**Brano riportato:**
Che differenze nota con le altre legislature che ha vissuto?
«Oggi, sia perché un qualche rinnovamento in effetti c'è stato sia perché le larghe intese hanno modificato il quadro, tutto appare più difficilmente riconoscibile e classificabile: le dislocazioni politiche e le opzioni individuali. Persino la distinzione tra maggioranza e opposizione risulta più sfumata».

E sul piano personale?
«Politicamente io mi definirei un radicale di sinistra estrema, tuttavia sempre interessato a trattare le questioni intrattabili e, se possibile, a governarle. Comunicando assiduamente, parlando, incontrando. Per esempio, passando molto tempo nei settori dell'aula dove siedono i miei avversari politici.

**Esercizio assegnato 1:**
Traduci in inglese questa frase del brano dell'intervista: "Persino la distinzione tra maggioranza e opposizione risulta più sfumata".
**Esercizio assegnato 2:**
Nel brano dell'intervista, come si definisce politicamente chi risponde?
**Esercizio assegnato 3:**
Scrivi il seguito del brano dell'intervista, partendo subito dopo l'ultima frase.
Le righe qui non servono.

**Righe:**
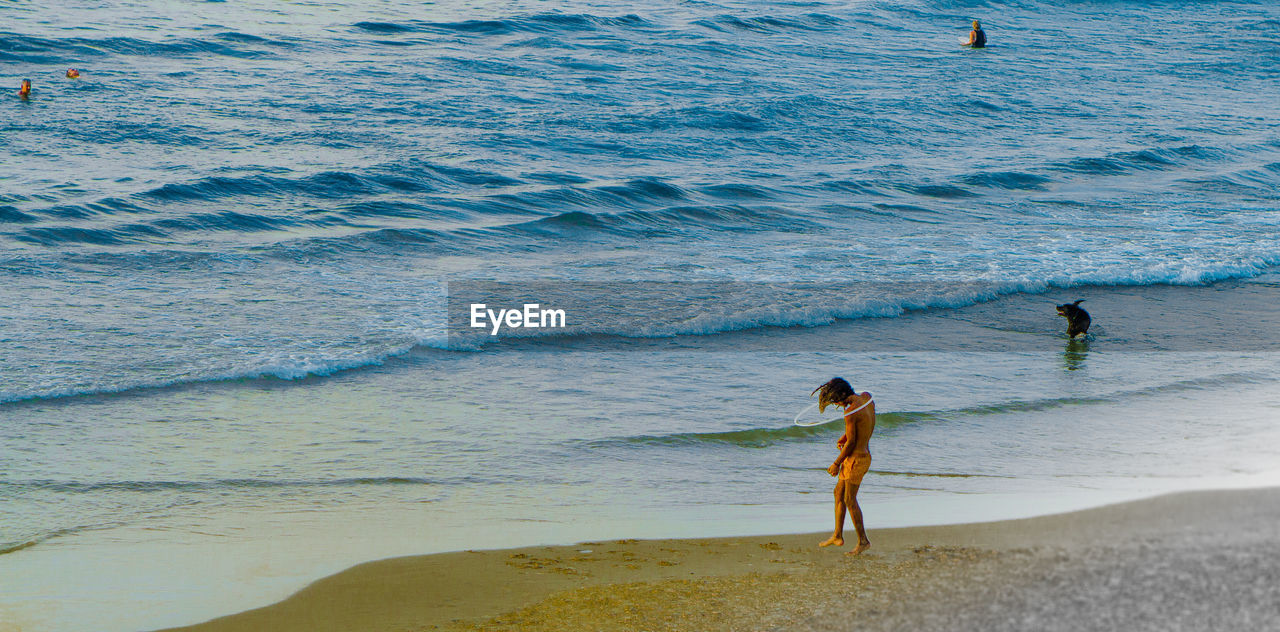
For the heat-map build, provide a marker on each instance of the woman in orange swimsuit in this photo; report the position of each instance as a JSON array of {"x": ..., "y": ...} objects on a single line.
[{"x": 854, "y": 457}]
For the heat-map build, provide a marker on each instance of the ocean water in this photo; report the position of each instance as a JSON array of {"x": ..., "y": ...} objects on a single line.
[{"x": 233, "y": 255}]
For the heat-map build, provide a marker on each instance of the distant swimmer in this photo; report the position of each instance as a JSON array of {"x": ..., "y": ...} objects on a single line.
[
  {"x": 977, "y": 37},
  {"x": 1077, "y": 319},
  {"x": 854, "y": 458}
]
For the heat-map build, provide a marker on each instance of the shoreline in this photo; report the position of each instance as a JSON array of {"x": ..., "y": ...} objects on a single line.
[{"x": 912, "y": 578}]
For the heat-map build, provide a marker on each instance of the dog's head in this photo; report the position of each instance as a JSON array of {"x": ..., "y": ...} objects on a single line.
[{"x": 1069, "y": 310}]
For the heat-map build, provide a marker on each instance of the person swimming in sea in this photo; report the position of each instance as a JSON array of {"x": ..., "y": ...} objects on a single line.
[
  {"x": 854, "y": 458},
  {"x": 977, "y": 37}
]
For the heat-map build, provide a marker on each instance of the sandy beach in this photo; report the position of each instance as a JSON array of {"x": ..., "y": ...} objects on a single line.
[{"x": 1194, "y": 560}]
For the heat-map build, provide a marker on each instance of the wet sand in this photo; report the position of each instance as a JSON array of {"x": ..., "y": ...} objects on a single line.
[{"x": 1196, "y": 560}]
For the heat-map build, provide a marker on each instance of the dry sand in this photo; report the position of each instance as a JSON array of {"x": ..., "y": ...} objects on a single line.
[{"x": 1196, "y": 560}]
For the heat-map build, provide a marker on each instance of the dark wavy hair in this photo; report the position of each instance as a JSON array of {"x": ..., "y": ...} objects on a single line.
[{"x": 835, "y": 392}]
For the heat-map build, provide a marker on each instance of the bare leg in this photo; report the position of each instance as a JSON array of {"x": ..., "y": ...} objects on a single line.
[
  {"x": 837, "y": 537},
  {"x": 856, "y": 514}
]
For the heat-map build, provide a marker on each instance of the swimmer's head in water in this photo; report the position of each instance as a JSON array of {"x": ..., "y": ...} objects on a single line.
[{"x": 835, "y": 392}]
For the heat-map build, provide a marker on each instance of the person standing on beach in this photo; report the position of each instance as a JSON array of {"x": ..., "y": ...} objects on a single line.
[
  {"x": 854, "y": 457},
  {"x": 977, "y": 37}
]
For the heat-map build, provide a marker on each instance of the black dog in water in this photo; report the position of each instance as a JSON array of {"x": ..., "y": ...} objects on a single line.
[{"x": 1077, "y": 319}]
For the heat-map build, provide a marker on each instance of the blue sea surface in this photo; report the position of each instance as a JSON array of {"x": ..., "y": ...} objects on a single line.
[{"x": 227, "y": 252}]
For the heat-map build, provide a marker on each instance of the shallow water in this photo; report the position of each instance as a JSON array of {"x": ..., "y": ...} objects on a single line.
[{"x": 232, "y": 253}]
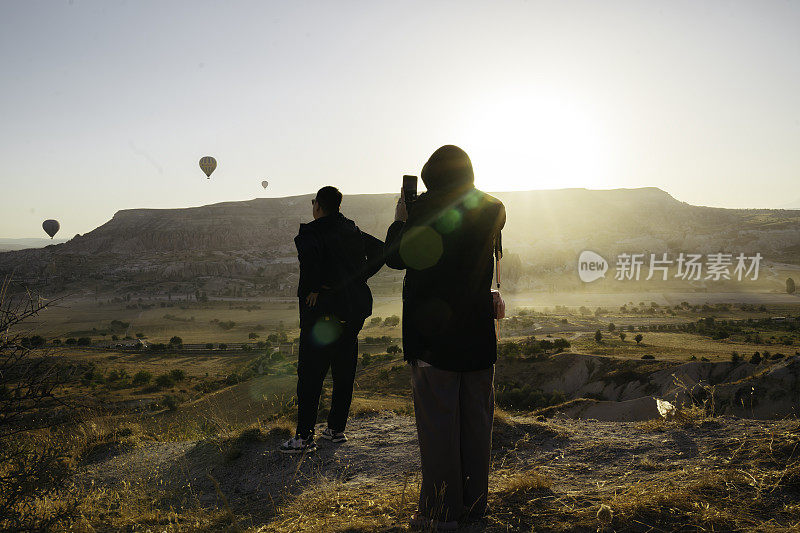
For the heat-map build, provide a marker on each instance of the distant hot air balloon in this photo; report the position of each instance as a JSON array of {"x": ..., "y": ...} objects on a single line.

**Risultato 1:**
Even the distinction between majority and opposition appears more blurred.

**Risultato 2:**
Un radicale di sinistra estrema.

**Risultato 3:**
Ecco, se devo discutere di libertà religiosa col valdese Malan, del Pdl, o di unioni civili con Bondi, devo prima chiedere all'assistente se si trovano in aula, poi farmi accompagnare da loro o chiedere loro di raggiungermi; e così con 5 Stelle».

Qualche volta riesce a ridere della sua disgrazia?
«Spesso. Pensi che il primo giugno ho presentato a Cremona, in piazza del Duomo, il mio
La musica è leggera, con Maurizio Maggiani, altro ipovedente. Al termine, lui dice: io e Luigi non possiamo salutarci con un "ci vediamo un'altra volta", perché non ci vediamo proprio.

Poi attacca una canzone popolare del primo Novecento, che fa così (Manconi si mette a cantarla, con bella voce bassa ben temperata, ndr):
"Son cieco e mi vedete /devo chieder la carità/ho 4 figli, piangono,/ del pane non ho da dar.//. Noi anderemo a Roma / davanti al papa e al re / noi grideremo ai potenti / che la miseria c'è"».

Come fa a prenderla così?
«La Chiesa parla di grazia di stato, un qualcosa che ti offre risorse impensabili per affrontare circostanze particolarmente dolorose o comunque gravose. L'ho sperimentata su di me e, per esempio, sui familiari di vittime di ingiustizie atroci. Ilaria Cucchi ha avuto il bene di questa grazia, nonostante tutto».